Document extract
================

Ptosis or Droopy Eyelid
Ptosis (pronounced “toe-sis”) is the medical term for a droopy eyelid. People who have ptosis comment that people tell them they look “tired or lazy.” Because ptosis requires a constant effort to raise your eyelids it is not uncommon for patients to complain of fatigue and tension headaches. There are several causes of ptosis or a droopy eyelid. Fortunately with careful evaluation and diagnosis it is usually possible to minimize or eliminate ptosis with an outpatient eyelid surgery to repair the problem.
Acquired Ptosis or Droopy Eyelid
Ptosis is most often acquired as a result of the aging process. A specialized muscle is responsible for elevating the eyelid. Over time, it can stretch or detach from its insertions and can allow the upper eyelid to rest in a lower position when the eyelid is opened. Sometimes this causes the normal upper eyelid crease to appear to have migrated upward. Patients with this problem may often have to tightly squeeze their eyebrow muscles, giving them “furrow lines”, further affecting their appearance and comfort. While most patients don’t realize that they are doing this, they may experience significant fatigue over the course of a day. This may make you appear tired or angry. Not only can this affect your appearance, but it can also significantly impair your upper and peripheral field of vision.
Another common cause of ptosis is the presence of excess upper eyelid skin and prolapsed fat, causing the eyelid to droop. This too happens most often with age. This is a condition called a pseudoptosis, as long as the upper eyelid maintains a normal position and functions normally. When it is the actual eyelid that is drooping, whether or not it is associated with excess upper eyelid skin, ptosis becomes the diagnosis.

================

Lines from a data source:
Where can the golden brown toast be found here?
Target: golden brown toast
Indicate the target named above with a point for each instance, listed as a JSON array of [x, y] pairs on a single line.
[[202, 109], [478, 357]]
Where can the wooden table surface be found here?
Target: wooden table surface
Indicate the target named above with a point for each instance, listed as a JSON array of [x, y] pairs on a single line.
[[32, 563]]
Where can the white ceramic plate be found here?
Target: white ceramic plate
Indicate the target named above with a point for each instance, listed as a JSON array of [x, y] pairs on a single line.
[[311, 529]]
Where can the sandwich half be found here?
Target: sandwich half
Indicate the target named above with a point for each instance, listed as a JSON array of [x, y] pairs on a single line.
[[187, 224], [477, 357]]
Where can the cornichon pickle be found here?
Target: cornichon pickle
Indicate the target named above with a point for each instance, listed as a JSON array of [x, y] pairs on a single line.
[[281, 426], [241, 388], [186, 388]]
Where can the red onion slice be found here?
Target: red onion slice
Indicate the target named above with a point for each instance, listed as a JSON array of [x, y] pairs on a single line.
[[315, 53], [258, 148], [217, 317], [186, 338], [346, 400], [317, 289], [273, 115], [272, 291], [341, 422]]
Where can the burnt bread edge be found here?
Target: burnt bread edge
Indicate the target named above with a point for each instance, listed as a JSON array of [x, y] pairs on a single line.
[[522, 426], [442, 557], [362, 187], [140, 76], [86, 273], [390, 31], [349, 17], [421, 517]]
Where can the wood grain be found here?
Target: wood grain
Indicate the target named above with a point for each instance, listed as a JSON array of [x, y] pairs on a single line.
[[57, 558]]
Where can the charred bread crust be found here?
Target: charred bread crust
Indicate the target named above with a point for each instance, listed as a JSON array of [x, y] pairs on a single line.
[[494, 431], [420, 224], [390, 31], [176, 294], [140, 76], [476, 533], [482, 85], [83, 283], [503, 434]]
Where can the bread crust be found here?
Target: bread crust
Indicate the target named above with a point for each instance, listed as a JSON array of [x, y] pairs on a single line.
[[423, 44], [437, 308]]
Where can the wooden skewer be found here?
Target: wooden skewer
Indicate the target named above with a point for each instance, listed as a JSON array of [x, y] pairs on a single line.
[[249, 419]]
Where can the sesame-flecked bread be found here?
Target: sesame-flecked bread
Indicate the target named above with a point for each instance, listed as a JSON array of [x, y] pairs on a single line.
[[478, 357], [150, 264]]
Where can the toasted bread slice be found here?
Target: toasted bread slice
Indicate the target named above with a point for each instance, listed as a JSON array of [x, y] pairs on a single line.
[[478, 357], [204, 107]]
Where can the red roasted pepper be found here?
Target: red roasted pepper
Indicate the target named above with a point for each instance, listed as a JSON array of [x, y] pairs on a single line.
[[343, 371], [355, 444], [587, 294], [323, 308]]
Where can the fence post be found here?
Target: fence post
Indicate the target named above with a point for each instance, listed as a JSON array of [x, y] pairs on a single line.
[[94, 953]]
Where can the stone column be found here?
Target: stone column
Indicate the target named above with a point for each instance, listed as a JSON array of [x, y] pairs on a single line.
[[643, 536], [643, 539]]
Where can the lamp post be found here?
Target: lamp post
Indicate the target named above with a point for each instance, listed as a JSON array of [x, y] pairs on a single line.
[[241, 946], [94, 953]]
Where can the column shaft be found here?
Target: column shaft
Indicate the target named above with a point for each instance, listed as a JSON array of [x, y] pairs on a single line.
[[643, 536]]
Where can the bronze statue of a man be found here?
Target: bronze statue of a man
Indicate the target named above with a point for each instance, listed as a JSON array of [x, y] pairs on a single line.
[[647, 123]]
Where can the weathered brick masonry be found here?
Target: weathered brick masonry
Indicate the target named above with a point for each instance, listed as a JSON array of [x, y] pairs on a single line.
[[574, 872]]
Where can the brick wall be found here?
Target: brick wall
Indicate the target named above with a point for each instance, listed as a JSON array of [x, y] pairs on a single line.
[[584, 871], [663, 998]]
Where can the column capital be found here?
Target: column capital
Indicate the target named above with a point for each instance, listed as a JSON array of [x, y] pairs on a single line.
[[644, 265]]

================

What is expected
Copy out the whole article on ptosis word for word. You won't need the lines to do this.

Task output
Ptosis or Droopy Eyelid
Ptosis (pronounced “toe-sis”) is the medical term for a droopy eyelid. People who have ptosis comment that people tell them they look “tired or lazy.” Because ptosis requires a constant effort to raise your eyelids it is not uncommon for patients to complain of fatigue and tension headaches. There are several causes of ptosis or a droopy eyelid. Fortunately with careful evaluation and diagnosis it is usually possible to minimize or eliminate ptosis with an outpatient eyelid surgery to repair the problem.
Acquired Ptosis or Droopy Eyelid
Ptosis is most often acquired as a result of the aging process. A specialized muscle is responsible for elevating the eyelid. Over time, it can stretch or detach from its insertions and can allow the upper eyelid to rest in a lower position when the eyelid is opened. Sometimes this causes the normal upper eyelid crease to appear to have migrated upward. Patients with this problem may often have to tightly squeeze their eyebrow muscles, giving them “furrow lines”, further affecting their appearance and comfort. While most patients don’t realize that they are doing this, they may experience significant fatigue over the course of a day. This may make you appear tired or angry. Not only can this affect your appearance, but it can also significantly impair your upper and peripheral field of vision.
Another common cause of ptosis is the presence of excess upper eyelid skin and prolapsed fat, causing the eyelid to droop. This too happens most often with age. This is a condition called a pseudoptosis, as long as the upper eyelid maintains a normal position and functions normally. When it is the actual eyelid that is drooping, whether or not it is associated with excess upper eyelid skin, ptosis becomes the diagnosis.